Exercise: Taking the line with "In this exercise you will locate the woman's face" as the start, reproduce every line until the records end, exactly and with nothing added.

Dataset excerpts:
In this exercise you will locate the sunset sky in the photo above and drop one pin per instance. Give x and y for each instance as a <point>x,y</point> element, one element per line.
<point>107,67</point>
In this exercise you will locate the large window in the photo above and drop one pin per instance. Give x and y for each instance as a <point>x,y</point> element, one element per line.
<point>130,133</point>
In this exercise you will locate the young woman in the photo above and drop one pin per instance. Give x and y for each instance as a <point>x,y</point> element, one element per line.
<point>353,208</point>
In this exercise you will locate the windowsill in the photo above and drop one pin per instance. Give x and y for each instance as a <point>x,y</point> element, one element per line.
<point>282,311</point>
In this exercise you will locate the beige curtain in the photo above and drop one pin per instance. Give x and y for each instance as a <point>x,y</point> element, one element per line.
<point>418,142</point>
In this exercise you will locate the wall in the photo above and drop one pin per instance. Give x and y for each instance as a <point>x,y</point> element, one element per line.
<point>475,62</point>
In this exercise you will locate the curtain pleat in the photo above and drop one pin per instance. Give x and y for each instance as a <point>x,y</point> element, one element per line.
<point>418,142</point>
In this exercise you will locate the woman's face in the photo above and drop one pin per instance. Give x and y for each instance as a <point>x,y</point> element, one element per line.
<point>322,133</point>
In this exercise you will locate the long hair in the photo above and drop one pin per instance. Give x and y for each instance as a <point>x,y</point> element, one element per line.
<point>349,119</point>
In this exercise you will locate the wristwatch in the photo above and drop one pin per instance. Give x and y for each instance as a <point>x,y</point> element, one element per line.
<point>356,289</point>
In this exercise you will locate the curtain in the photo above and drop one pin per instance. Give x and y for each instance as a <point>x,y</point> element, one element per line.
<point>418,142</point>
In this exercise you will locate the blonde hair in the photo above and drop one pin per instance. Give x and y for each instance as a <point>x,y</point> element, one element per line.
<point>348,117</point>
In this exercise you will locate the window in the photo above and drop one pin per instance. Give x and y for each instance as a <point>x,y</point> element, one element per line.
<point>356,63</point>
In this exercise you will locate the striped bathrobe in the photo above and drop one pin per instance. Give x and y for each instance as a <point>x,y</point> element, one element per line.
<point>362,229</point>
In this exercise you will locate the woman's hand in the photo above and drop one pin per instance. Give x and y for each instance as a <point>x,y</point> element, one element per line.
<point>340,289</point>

Reply to the task:
In this exercise you will locate the woman's face in the photo above and drop one pin per instance. Give x and y for each instance as a <point>x,y</point> element, one element per line.
<point>322,133</point>
In this exercise you will locate the long hair in the photo above and drop one pin per instance. Give x and y for each instance as a <point>x,y</point> element, one element per line.
<point>349,119</point>
In this exercise you will locate the wristwatch in the photo above and drop one pin per instance. Give x and y for each instance as a <point>x,y</point> element, one element per line.
<point>356,289</point>
In this exercise you will locate the curtain in the photo above and drop one pin per instance. Give x and y for each instance as a <point>x,y</point> element, one element per line.
<point>418,142</point>
In this exercise you will locate the blonde hair in the photo above and drop one pin per instance. Give x and y for each instance as a <point>x,y</point> element, one element per line.
<point>348,117</point>
In this exercise you will locate the window in the photo above and drop one pin per instance. Give x and y for each instance as a <point>x,y</point> element, one element per line.
<point>356,63</point>
In this exercise you will locate the striped bathrobe in the photo above and drop one pin per instance. Give x and y for each instance as a <point>x,y</point> element, one element per line.
<point>362,229</point>
In this exercise you will locate the woman's hand in the photo above and drop one pin per instance. Give x and y for each instance as a <point>x,y</point> element, one element per line.
<point>340,289</point>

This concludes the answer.